» **Instructions to follow**:
Format the listing below as a numbered list, one line per item, with blank lines dropped and the pictures left out.

[Start]

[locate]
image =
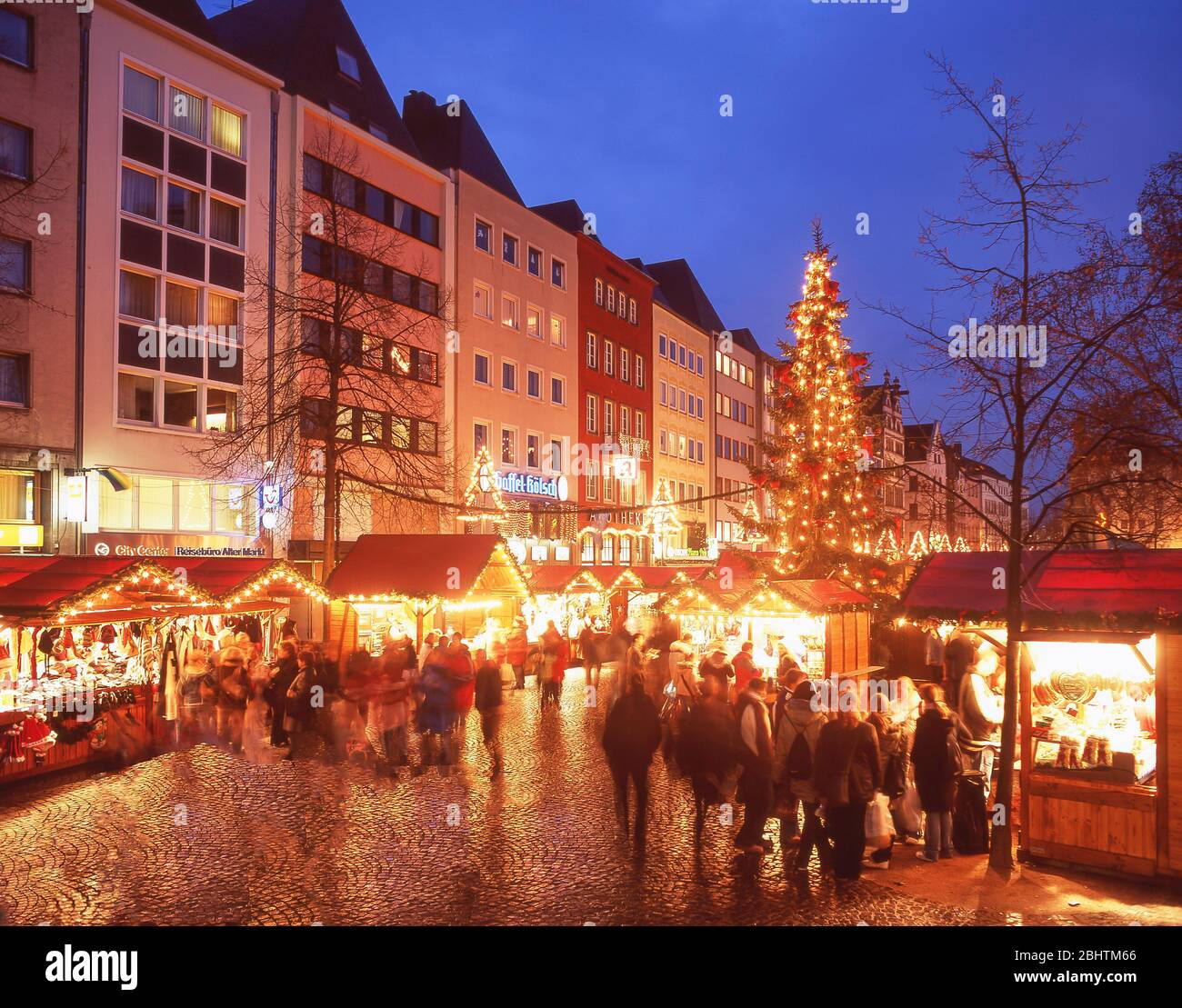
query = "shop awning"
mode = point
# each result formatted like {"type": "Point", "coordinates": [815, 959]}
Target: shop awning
{"type": "Point", "coordinates": [64, 587]}
{"type": "Point", "coordinates": [426, 569]}
{"type": "Point", "coordinates": [235, 579]}
{"type": "Point", "coordinates": [822, 594]}
{"type": "Point", "coordinates": [1067, 589]}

[End]

» **Problem solution**:
1. [locate]
2. image =
3. query = "shop awning"
4. mode = point
5. # each result formatted like {"type": "Point", "coordinates": [815, 959]}
6. Target: shop awning
7. {"type": "Point", "coordinates": [64, 587]}
8. {"type": "Point", "coordinates": [426, 569]}
9. {"type": "Point", "coordinates": [235, 579]}
10. {"type": "Point", "coordinates": [822, 594]}
11. {"type": "Point", "coordinates": [1067, 589]}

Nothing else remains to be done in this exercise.